Source text Block Start

When there is fiery destruction in our lives, and we feel as though everything has turned to ashes . . . or when the waters of calamity flood our lives, making us feel as if we’ll just about drown – the words of the prophet Isaiah remind us that there is a way through fires and waters, there is strength and comfort in the face of trouble. God is nearby. The fire won’t consume us. God is with us. We will not be overwhelmed.
God created you, insists Isaiah. God formed you. God called you. God redeemed you. God is always with you. God is for you. Nothing is going to change this connection we’ve been given. We can’t be pulled down from our position as created, called, and redeemed children of God. Raging water can’t do it. Neither can fire. “You are precious in my sight, and honored, and loved,” says God through the prophet. That’s a permanent commitment from the Creator of all that is, in heaven and on earth.
So many people have counted on their relationship with God to sustain them through a variety of raging storms, and they haven’t been disappointed. Tom Dooley, was one; Dietrich Bonhoeffer was another. He wrote a journal while in prison, speaking convincingly of the power of prayer and love to overcome the power of fear.
The promise in Isaiah is a powerful one. When you pass through the fires, I will be with you, says God, and they will not consume you. When you pass through the waters, I will be with you, says God, and they will not overwhelm you. I will be with you to bring you new love, new life, new opportunities, new hope. God is always working to bring peace out of conflict, good out of evil, and life out of death. Isaiah reminds us that even when it’s not all right, we will be all right.

Source text Block End
Data supplied Block Start

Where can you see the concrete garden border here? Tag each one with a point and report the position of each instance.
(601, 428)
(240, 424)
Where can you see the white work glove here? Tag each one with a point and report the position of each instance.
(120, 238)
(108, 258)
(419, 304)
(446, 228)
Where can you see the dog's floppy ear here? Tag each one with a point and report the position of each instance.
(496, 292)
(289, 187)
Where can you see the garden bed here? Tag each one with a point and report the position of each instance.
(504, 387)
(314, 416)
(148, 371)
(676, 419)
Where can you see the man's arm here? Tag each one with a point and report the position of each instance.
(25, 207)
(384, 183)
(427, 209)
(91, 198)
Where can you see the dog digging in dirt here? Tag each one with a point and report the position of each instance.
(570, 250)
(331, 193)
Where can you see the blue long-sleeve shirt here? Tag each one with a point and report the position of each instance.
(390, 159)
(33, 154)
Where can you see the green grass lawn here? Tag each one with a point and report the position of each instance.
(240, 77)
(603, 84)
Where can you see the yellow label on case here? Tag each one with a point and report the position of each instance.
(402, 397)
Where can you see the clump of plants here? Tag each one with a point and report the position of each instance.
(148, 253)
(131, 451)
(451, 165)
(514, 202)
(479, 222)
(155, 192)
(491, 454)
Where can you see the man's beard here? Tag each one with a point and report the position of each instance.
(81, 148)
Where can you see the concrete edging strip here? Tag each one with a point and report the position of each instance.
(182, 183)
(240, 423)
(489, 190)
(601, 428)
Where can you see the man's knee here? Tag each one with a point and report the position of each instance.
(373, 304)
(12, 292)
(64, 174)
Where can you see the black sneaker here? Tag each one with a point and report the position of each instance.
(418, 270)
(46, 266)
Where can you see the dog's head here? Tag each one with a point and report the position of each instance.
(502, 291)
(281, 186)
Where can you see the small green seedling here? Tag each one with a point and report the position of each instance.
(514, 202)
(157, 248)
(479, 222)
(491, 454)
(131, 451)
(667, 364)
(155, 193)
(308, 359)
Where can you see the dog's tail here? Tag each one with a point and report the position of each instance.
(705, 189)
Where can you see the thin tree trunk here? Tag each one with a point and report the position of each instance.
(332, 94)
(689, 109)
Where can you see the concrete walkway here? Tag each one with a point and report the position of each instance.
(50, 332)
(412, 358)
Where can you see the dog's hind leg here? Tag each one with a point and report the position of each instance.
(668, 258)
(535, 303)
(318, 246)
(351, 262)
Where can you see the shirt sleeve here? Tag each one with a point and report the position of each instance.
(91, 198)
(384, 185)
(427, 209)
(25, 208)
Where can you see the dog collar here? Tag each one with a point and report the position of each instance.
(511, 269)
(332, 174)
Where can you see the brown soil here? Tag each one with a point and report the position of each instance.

Data supplied Block End

### Problem set:
**1.** Repeat the Isaiah reflection between "The promise in" and "be all right.", inclusive.
**2.** According to the Isaiah reflection, what did Dietrich Bonhoeffer write while in prison?
**3.** Resume the Isaiah reflection from its last sentence.

### Set of answers:
**1.**
The promise in Isaiah is a powerful one. When you pass through the fires, I will be with you, says God, and they will not consume you. When you pass through the waters, I will be with you, says God, and they will not overwhelm you. I will be with you to bring you new love, new life, new opportunities, new hope. God is always working to bring peace out of conflict, good out of evil, and life out of death. Isaiah reminds us that even when it’s not all right, we will be all right.

**2.** A journal that spoke of the power of prayer and love to overcome the power of fear.

**3.**
It was in a car wash of all places that a woman named Joanie Yoder really began to understand his prophetic message. If you have avoided drive-through car washes all your life as I have, then you, too, will appreciate how deep insight can come from what seems a trivial situation. This is what she wrote:
I’ll never forget my first experience using an automatic car wash. Approaching it with the dread of going to the dentist, I pushed the money into the slot, nervously checked and rechecked my windows, eased the car up to the line and waited. Powers beyond my control began moving my car forward as if on a conveyor belt. There I was, cocooned inside, when a thunderous rush of water, soap and brushes hit my car from all directions. What if I get stuck in here or water crashes in? I thought irrationally. Suddenly the waters ceased. After a blow-dry, my car was propelled into the outside world again, clean and polished. In the midst of all this, I remembered stormy times in my life when it seemed I was on a conveyor belt, a victim of forces beyond my control. “Car-wash experiences,” I now call them. I remember that whenever I passed through deep waters my Redeemer had been with me, sheltering me against the rising tide (Isaiah 42:3). When I came out on the other side, which I always did, I was able to say with joy and confidence, “He is a faithful God!”
Robert Browning looked around him, saw a bright and beautiful spring day, and declared: “God’s in his heaven – All’s right with the world!” Isaiah looked around him, saw nothing but destruction, darkness and despair, and yet declared: “God is with us. God is in this for us. God is faithful. It will be all right.”
Yes, thanks to God, we will be . . . all right.